* **Excerpt**:
Caliber began water transportation and disposal operations in January 2013 and expects to have all business lines in service by the third quarter of fiscal year 2014.

After Two Years Of Treading Water, Triangle’s Share Price Is Moving 

Triangle’s share price took off at the start of September and it did so for a number of very good reasons.

Removal of Large Oil Differentials – The combination of oil by rail and many different pipelines being built out across North America have eliminated the wide discount between the oil being produced in the Bakken and the oil produced globally.

The market can now see clearly that the oil backlog at Cushing is being drained and is willing to believe these Bakken producers are going to receive better prices going forward.

Predictable Growth / Increased Operatorship — Triangle had experienced very choppy production growth as the company took control of its field operations.

Since the start of 2012 the company has gone from operating 0% of its production volume to operating 70% of its production volume.  That is a big and important change.

Increasing operating control is a big deal, because the market values operated production at much higher levels than it does non-operated production.

Being operator gives a company more control over its own destiny.  Operatorship provides control over the timing of spending and the quality of results.

That choppy growth has started to become smooth and predictable, the market loves that and is rewarding the company.

* **Data**:

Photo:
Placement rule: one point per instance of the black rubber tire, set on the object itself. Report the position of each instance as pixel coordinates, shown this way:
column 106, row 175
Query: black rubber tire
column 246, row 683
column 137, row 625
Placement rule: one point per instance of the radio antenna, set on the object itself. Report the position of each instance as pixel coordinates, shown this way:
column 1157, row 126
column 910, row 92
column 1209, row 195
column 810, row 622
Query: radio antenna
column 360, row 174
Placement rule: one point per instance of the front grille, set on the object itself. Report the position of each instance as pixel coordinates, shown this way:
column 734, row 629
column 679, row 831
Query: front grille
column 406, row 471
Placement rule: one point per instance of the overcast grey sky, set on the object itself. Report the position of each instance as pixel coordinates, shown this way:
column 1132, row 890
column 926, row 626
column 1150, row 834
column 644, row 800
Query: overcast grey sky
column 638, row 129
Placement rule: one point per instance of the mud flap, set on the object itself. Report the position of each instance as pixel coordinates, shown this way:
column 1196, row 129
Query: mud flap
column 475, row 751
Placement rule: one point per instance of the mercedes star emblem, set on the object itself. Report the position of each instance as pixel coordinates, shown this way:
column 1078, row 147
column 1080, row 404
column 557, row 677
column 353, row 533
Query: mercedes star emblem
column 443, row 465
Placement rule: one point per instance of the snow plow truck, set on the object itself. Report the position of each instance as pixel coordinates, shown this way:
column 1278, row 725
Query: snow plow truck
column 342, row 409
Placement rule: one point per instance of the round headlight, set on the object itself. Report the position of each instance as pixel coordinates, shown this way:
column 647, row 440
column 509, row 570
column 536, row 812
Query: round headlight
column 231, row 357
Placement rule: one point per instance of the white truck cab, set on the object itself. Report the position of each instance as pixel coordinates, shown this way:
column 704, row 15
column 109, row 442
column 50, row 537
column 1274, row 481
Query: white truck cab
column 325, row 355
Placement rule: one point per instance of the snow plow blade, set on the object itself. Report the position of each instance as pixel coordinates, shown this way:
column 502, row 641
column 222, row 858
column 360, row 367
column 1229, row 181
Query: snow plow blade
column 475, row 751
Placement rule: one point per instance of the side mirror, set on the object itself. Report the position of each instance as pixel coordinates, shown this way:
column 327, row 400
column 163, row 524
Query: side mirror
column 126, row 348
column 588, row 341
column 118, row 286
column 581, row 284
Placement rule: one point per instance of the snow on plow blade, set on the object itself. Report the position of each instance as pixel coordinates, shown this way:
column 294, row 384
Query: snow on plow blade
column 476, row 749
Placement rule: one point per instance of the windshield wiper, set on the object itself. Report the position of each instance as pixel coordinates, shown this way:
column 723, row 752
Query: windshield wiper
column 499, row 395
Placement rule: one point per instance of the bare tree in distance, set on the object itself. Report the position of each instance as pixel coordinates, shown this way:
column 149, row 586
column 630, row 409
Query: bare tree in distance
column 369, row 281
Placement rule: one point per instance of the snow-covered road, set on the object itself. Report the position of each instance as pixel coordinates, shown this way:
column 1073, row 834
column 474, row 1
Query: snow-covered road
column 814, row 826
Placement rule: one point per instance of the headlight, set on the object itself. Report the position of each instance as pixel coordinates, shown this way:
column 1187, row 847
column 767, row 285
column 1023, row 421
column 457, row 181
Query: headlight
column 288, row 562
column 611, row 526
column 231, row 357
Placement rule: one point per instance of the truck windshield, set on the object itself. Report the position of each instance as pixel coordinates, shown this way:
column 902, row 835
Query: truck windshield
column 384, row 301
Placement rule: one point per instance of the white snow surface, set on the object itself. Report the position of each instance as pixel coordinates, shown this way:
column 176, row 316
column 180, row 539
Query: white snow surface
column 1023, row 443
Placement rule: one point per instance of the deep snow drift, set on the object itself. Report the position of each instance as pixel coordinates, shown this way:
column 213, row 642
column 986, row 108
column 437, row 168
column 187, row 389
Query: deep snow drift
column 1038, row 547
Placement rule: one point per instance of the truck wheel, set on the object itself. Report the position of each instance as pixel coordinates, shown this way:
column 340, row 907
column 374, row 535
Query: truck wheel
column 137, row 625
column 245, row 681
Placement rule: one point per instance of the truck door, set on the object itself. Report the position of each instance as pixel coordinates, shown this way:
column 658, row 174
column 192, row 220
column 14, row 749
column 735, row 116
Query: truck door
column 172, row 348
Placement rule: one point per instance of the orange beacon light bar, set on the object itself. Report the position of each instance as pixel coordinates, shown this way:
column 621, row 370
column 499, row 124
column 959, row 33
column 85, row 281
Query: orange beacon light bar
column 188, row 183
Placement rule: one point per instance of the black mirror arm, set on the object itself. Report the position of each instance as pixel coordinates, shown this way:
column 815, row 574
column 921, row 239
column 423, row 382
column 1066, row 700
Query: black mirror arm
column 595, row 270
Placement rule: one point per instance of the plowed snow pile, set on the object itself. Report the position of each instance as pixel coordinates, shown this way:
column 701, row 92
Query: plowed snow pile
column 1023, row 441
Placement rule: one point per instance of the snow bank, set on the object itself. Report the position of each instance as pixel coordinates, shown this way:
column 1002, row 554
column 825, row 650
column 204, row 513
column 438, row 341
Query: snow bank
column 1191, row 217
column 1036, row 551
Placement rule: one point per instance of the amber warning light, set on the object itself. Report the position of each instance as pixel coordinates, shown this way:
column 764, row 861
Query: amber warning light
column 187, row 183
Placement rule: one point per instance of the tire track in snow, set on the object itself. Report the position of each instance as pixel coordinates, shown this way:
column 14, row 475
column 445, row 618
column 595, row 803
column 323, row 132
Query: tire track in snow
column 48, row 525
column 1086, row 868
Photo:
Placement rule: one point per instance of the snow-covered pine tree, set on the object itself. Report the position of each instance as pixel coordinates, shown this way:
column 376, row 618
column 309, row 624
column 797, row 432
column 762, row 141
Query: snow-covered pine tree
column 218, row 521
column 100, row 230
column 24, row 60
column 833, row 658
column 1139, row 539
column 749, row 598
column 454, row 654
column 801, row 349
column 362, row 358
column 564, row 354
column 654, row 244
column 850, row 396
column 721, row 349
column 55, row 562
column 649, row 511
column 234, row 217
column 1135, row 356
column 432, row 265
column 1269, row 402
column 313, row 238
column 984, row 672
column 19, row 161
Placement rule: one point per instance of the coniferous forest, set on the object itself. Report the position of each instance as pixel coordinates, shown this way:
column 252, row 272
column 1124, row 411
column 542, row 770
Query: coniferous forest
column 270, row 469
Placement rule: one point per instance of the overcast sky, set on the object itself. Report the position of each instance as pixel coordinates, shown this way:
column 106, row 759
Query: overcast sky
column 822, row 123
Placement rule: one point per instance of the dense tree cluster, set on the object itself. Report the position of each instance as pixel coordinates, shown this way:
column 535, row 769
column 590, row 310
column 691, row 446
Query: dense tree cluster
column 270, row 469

* **Stated goal A**:
In the excerpt on Triangle's share price, why is Triangle's increasing operating control considered a big deal? Answer in one to three sentences.
* **Stated goal B**:
Print the passage of the excerpt on Triangle's share price from "Triangle’s share price took" up to and including "its field operations.".

* **Full answer A**:
Increasing operating control matters because the market values operated production at much higher levels than non-operated production. Being operator also gives a company control over the timing of its spending and the quality of its results.

* **Full answer B**:
Triangle’s share price took off at the start of September and it did so for a number of very good reasons.

Removal of Large Oil Differentials – The combination of oil by rail and many different pipelines being built out across North America have eliminated the wide discount between the oil being produced in the Bakken and the oil produced globally.

The market can now see clearly that the oil backlog at Cushing is being drained and is willing to believe these Bakken producers are going to receive better prices going forward.

Predictable Growth / Increased Operatorship — Triangle had experienced very choppy production growth as the company took control of its field operations.